Items from a dataset:
——

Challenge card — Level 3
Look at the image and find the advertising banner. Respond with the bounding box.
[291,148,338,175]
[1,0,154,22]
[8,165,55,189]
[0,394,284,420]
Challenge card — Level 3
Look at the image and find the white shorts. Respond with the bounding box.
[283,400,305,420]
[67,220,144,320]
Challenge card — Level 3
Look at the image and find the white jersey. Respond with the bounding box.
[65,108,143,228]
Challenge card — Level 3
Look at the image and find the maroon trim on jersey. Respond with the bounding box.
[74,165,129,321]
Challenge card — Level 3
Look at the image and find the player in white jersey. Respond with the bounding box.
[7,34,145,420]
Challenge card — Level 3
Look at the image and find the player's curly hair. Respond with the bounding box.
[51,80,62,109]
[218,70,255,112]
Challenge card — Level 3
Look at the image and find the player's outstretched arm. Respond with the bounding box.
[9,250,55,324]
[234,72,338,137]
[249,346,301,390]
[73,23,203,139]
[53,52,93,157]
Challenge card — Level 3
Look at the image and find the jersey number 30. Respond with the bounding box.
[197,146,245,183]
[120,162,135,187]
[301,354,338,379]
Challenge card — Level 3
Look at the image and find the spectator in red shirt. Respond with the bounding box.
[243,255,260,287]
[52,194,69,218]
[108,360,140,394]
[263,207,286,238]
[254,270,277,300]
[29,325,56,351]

——

## What this task involves
Switch "Challenge card" to "Practice card" everywhere in the material above, and leave the rest of the lines as they are.

## The completed task
Practice card — Level 3
Look at the image and find the advertising banner. Respond with the bounding box.
[291,148,338,175]
[1,0,154,22]
[8,165,55,189]
[0,394,284,420]
Practice card — Level 3
Look at the image and find the white shorts. Respond with the bounding box.
[283,400,305,420]
[67,220,144,320]
Practice card — Level 3
Look at the image and find the white jersey. Respond with the bounding box.
[65,108,143,228]
Practice card — Level 3
Look at the image and find the maroon trim on jersey. Respond with the bounding box.
[74,165,129,321]
Practice card — Level 3
Look at the image and find the player in white jersey. Respond with the bounding box.
[7,34,145,420]
Practice card — Level 3
Look at the image and find the player's curly hair. Respond with the bounding box.
[51,80,62,109]
[218,70,255,112]
Practice card — Level 3
Look at the image and find the player's outstretched arm. Respond with the bounding box.
[9,250,55,324]
[234,72,338,137]
[249,346,301,390]
[73,23,203,139]
[53,52,93,157]
Practice card — Level 3
Look at the image and find the jersey number 30. Respond with the bounding box.
[197,146,245,183]
[120,162,135,187]
[301,354,338,379]
Practice card — Level 3
Look at the image and find the spectator in red shirt. Respond with the bounding box.
[243,255,260,287]
[52,194,69,218]
[108,360,140,394]
[263,207,286,238]
[254,270,277,300]
[29,325,56,351]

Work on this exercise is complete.